Copy the passage of the forum thread about coming out as agender, starting with "I've tried in" and going on through "mean by agender.", and switch "hats" to "caps" wherever it appears.

* **SOURCE DOCUMENT**:
══════════════════════════════
Coming out as agender?

  • November 21, 2014 8:12 AM GMT

    I think I'd like to come out as agender to my mom's side of the family on Thanksgiving.
    I'd like to believe they'll be supportive, but there's always that little fear of 'what if?'
    Especially if I try again with coming out to my dad.
    I've tried in the past to tell him I prefer 'they them their' pronouns, to use a genderless nicname when possible, but he didn't take it seriously at all.
    He loves me, but doesn't respect what I feel about msyelf.
    And I'm at a point where if I can afford and it manage it I'd love to use a chest binder like FtM people use, and if I don't always keep my hair short then I invest in hats to hide it.
    I'm also really curious....is this something I can bring up at a group therapy I go to?
    I would be lots lots LOTS more comfortable if the group members referred to me as 'they' and Raz, but I have a bad feeling bringing that up would cause trouble....

    • 0 posts
    November 21, 2014 8:28 AM GMT

    Hi Raz.

     

    You might like to start by defining what you mean by agender. 

    I know it means 'without gender' but what are the implications of that?

    How do you present yourself?

    It is possible to have a gender neutral persona and if so how do you go about that. 

     

    I have a couple of chest binders.

    One I bought from Miama was a rip-off. It was expensive and the one they sent was about 4 sizes too small.

    But I bought this one.

    http://www.ebay.com.au/itm/Undershirt-Breast-Binder-Flat-Chest-Tank-Top-Vest-FTM-Tomboy-Lesbian-Original-/230964222780?pt=AU_Womens_Clothing_2&var=&hash=item35c68a5b3c

    Its light, cool, comforable and not too expensive.

    However, they take forever to deliver.  

     

    You're curious about what exactly?

     

    ~*!*~

     

    edit: grammer 


    This post was edited by Former Member at November 21, 2014 8:29 AM GMT
  • November 21, 2014 8:39 AM GMT

    Thanks for answering first of all.
    And I've just always switched between feminine and masculine behaviors growing up, and after an incident in high school where some kids who didn't know me made bets on if I was a boy or a girl I liked the idea of being seen like that.
    Not sure why, just something about me not being a specific gender feels right, empowering, like that's me!

    And I'm curious to if it would be worth the trouble it could cause if I brought up what I want in group.
    There are at least two members that would likely have trouble with it, one would probably say rude stuff at me in fact.

    • 0 posts
    November 21, 2014 8:44 AM GMT

    Group Therapy. 

    There are pros and cons. 

     

    I think you have to remember that you are not the only one at therapy and some thought has to be given to others. 

    I'd go with your gut. If you feel that some wouldn't like it then you are most certainly right.  

    Maybe raise it with the therapist in a one to one situation and see what they think.  

     

    But, most definately, if you feel empowered then that is the way to go. 

    • 30 posts
    November 21, 2014 11:28 AM GMT

    learn a little about the people in the group and then run it by the therapist (moderator) of the group and get their thoughts on this.  I have a person in one of my groups who prefers non-sexual (gender) based pronouns. Lovely person to be around.  I still have trouble because she is peite, cute as a kitten and, definetly,  physically female.

    Oh, just for the record, I am transgender female, working toward womanhood.
══════════════════════════════
* **Source data**:
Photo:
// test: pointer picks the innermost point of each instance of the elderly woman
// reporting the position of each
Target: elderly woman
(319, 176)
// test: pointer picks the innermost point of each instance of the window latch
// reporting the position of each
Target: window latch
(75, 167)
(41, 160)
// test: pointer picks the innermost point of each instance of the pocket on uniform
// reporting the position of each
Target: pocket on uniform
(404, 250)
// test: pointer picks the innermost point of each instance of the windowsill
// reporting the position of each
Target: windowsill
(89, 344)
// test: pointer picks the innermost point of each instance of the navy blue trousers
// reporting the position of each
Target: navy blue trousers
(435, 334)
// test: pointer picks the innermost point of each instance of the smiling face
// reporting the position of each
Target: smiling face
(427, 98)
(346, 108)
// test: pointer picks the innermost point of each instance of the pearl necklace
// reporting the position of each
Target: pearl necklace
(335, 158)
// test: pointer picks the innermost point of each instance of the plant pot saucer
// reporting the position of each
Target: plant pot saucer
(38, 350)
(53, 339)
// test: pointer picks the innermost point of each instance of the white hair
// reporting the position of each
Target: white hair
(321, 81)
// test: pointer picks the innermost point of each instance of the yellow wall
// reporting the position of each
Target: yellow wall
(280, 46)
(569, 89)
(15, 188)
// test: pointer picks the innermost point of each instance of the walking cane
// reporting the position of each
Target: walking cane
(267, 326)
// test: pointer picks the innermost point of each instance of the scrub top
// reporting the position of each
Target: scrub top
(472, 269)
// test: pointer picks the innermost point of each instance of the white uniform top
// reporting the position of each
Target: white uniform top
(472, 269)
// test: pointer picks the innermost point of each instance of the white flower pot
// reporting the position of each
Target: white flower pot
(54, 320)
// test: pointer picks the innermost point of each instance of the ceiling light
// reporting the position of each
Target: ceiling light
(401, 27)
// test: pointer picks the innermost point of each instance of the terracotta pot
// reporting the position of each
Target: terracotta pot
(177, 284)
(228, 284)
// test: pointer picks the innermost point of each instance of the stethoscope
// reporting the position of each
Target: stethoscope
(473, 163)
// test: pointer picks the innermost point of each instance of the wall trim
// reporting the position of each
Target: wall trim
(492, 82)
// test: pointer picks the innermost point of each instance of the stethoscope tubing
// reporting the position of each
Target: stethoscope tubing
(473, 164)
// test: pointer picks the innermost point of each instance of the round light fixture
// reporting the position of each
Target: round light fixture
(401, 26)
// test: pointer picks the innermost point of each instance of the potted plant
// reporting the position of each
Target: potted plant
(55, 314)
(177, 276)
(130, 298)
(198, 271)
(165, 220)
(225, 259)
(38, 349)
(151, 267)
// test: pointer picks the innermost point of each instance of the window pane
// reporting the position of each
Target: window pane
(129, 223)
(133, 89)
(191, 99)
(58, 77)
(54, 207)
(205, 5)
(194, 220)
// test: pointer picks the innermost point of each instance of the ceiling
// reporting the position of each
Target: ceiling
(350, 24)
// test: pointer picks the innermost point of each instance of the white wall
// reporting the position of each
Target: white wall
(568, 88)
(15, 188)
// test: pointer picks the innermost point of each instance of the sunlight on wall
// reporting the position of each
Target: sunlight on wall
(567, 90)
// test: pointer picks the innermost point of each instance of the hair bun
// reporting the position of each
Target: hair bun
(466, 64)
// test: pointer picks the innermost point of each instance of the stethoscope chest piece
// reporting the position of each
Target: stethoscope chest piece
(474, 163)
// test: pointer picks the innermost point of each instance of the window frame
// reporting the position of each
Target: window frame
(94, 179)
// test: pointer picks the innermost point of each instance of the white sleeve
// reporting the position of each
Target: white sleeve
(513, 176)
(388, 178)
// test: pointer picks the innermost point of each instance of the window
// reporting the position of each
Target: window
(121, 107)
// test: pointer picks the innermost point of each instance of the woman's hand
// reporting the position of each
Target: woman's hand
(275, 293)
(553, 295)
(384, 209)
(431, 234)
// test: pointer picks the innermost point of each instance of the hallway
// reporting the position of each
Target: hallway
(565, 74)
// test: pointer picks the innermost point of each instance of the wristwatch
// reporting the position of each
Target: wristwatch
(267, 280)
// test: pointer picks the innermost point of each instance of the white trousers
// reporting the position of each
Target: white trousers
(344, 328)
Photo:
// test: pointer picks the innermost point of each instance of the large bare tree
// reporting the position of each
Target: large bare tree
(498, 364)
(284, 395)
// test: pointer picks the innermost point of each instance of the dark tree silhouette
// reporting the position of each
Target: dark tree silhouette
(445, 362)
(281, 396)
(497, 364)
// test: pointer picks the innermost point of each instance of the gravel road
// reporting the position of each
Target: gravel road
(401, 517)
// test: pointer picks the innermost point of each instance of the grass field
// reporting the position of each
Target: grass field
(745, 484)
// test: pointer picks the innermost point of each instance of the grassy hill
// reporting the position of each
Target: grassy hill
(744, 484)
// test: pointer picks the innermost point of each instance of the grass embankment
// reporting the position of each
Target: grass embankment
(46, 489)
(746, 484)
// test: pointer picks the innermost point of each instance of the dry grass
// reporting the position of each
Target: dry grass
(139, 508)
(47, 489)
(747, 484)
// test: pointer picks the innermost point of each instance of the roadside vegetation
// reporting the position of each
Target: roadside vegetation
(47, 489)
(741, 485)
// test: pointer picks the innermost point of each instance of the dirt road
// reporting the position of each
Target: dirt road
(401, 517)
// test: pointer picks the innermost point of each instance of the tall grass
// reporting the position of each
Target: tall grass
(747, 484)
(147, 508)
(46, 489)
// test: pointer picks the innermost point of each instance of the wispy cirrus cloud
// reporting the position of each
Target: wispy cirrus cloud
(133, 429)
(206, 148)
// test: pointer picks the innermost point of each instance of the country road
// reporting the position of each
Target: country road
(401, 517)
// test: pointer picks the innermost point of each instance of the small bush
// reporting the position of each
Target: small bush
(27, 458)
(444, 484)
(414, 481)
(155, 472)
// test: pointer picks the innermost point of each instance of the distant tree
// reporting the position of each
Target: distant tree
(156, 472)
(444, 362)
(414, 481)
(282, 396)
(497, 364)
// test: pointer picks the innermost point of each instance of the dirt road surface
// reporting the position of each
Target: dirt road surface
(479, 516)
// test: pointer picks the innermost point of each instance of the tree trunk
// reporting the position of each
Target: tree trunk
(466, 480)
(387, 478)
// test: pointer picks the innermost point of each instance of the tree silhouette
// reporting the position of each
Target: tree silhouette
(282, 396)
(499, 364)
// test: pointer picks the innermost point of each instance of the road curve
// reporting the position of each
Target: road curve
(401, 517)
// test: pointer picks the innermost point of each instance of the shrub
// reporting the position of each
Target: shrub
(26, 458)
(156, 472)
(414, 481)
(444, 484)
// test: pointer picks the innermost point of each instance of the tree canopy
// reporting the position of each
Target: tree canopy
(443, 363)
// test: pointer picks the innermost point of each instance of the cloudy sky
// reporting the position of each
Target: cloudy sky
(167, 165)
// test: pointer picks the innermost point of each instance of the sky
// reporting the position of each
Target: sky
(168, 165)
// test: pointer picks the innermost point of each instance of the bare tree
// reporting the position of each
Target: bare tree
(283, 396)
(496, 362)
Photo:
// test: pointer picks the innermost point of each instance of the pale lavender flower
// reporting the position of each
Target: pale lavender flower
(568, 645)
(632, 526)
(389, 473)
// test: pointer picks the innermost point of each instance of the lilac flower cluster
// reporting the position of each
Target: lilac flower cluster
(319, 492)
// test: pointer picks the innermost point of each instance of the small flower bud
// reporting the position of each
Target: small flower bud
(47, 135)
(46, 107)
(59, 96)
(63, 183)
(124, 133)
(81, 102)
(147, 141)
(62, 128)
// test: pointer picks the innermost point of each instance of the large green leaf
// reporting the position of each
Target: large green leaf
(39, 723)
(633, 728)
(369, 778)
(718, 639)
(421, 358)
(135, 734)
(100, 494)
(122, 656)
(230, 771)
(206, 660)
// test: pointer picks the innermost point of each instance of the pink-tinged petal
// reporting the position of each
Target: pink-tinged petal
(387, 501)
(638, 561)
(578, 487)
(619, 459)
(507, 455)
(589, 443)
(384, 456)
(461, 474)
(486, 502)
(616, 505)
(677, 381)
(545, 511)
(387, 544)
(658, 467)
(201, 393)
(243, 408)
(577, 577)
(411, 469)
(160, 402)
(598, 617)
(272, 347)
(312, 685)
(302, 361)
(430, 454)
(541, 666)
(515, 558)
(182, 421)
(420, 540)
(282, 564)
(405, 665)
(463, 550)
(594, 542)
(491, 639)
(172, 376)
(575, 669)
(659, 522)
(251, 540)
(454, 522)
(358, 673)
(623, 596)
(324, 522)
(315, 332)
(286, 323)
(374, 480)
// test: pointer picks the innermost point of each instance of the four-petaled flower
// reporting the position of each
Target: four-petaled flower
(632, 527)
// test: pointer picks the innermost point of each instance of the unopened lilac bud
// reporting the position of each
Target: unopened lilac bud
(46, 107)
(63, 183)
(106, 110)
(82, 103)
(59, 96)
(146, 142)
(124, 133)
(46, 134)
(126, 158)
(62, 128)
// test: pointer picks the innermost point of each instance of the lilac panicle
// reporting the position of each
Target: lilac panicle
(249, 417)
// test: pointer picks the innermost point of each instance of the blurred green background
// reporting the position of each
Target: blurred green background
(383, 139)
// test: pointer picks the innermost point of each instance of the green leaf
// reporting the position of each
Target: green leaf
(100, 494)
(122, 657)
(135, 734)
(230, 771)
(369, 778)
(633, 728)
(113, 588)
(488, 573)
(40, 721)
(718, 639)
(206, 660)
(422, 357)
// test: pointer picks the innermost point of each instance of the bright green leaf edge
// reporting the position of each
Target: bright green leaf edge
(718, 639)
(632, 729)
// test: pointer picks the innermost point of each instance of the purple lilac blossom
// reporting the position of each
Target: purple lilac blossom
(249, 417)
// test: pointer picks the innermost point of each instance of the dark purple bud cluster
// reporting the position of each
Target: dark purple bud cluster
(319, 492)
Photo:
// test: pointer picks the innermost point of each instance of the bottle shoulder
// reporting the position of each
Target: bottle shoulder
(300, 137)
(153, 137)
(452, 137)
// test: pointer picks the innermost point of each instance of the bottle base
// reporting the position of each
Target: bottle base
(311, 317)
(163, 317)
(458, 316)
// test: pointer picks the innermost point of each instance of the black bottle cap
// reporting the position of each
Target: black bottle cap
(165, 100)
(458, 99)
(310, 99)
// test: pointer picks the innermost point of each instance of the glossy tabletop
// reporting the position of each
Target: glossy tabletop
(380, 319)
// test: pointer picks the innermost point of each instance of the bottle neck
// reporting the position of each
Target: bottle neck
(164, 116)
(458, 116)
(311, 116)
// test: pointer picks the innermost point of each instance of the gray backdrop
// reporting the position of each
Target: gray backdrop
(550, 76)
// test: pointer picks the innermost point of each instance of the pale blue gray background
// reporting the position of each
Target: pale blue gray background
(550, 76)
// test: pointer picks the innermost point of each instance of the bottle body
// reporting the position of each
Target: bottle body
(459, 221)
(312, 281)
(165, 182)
══════════════════════════════
* **YOUR SOLUTION**:
I've tried in the past to tell him I prefer 'they them their' pronouns, to use a genderless nicname when possible, but he didn't take it seriously at all.
    He loves me, but doesn't respect what I feel about msyelf.
    And I'm at a point where if I can afford and it manage it I'd love to use a chest binder like FtM people use, and if I don't always keep my hair short then I invest in caps to hide it.
    I'm also really curious....is this something I can bring up at a group therapy I go to?
    I would be lots lots LOTS more comfortable if the group members referred to me as 'they' and Raz, but I have a bad feeling bringing that up would cause trouble....

    • 0 posts
    November 21, 2014 8:28 AM GMT

    Hi Raz.

     

    You might like to start by defining what you mean by agender.